**Problems:**
1. In the Helsinki sauna account, why does the writer stay awake in the hotel room? Answer in one to three sentences.
2. In the Helsinki sauna account, turn the paragraph beginning "I’ve come prepared for all eventualities" into a short list that keeps its main facts.
3. According to the Helsinki sauna account, what sets Sauna Kotiharju Oy apart from other saunas in the city?

**Document excerpt:**
I changed and headed to the basement, but when I got there it was the usual type of hotel sauna, a little larger perhaps, and currently populated by two Catalonians. The sauna was lackluster, its heat regulated by thermostat to insure nobody died and no fun was had. I picked up enough of the conversation between the Catalonians to learn that Andalusian women are the most beautiful in the world.
After supper with the Swell Season folks I did a little research and found the experience I was looking for: Sauna Kotiharju Oy. It was across town, and apparently the only traditional wood-burning sauna in city limits. It’s been going for 80 years and there were a few descriptions in English that made it look promising. I decided to go the next afternoon before soundcheck.
I suffer from bus-lag, meaning that in the middle of a bus tour the sudden switch from a rolling, rocking cradle bunk to a stationary hotel bed always keeps me awake. I fell asleep for a few hours and then spent the next four in my room asking myself large life questions in the darkness. This morning, however, I dragged myself out of bed, down to breakfast and then, wondering whether it was a good idea to go to a sauna when I was so tired and bed looked so good. I wavered.
But I’m in Helsinki! How could I not go out there? I jumped in a cab and the cab driver whisked me across town through icy streets to the techno beat of a song with the worst lyrics I have ever heard.
So come back
I totally miss you
You can call me
In dreams I see your face
No one else can take your place…
My favorite line was “I totally miss you.”
The taxi driver dropped me at the entrance to Sauna Kotiharju Oy, just as it opened. I told the man behind the desk that it was my first time in a Finnish sauna, and he told me not to worry and just head in…
I’ve come prepared for all eventualities. I have my swim trunks, a tee-shirt, a towel from the hotel and two beers (which I’m told is what one drinks in the locker room between sauna sessions). It turns out the only thing I really needed to bring is the beer and even that is sold behind the counter.
The lockers are wooden and have definitely been here since the sauna opened 80 years ago. Perhaps it’s the Finnish language, which is totally incomprehensible to me, or perhaps it’s the sense that this place is as steeped in tradition as it is in steam, but I have become suddenly bashful and aware that whatever it is I may be doing is probably the wrong thing to do. The only thing to do in such circumstances is to charge ahead and wait for someone to tell you you’re doing it wrong. So I charge ahead, or rather, take off my clothes and step into the darkness of the sauna.

Raw records
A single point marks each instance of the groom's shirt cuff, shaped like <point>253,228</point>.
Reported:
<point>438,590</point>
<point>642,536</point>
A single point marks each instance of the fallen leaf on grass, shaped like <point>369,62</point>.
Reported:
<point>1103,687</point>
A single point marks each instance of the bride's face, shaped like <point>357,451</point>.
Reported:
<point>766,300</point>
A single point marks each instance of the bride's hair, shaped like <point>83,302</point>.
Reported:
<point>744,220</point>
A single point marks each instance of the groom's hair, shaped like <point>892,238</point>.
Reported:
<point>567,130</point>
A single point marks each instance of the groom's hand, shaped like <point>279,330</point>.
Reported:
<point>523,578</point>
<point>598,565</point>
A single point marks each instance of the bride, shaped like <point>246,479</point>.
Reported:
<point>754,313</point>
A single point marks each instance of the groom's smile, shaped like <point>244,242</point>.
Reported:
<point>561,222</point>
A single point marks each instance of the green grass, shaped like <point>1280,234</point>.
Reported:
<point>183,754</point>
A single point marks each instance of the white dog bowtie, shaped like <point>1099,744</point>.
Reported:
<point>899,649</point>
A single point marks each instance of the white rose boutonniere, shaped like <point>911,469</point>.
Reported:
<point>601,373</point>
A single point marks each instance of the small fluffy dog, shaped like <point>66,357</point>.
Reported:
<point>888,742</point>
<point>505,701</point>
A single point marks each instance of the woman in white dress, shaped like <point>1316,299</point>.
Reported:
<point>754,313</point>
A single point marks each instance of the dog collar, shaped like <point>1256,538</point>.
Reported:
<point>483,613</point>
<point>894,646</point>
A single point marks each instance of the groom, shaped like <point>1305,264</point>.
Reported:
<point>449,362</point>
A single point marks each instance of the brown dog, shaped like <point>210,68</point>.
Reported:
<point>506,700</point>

**Responses for each task:**
1. The writer has what they call bus-lag. Partway through a bus tour, going from a bunk that rolls and rocks like a cradle to a hotel bed that stays still always keeps them awake.

2.
- The writer brought swim trunks, a tee-shirt, a towel from the hotel, and two beers.
- They had been told that beer is what one drinks in the locker room between sauna sessions.
- Only the beer was really needed, and even that is sold behind the counter.

3. It is apparently the only traditional wood-burning sauna within city limits.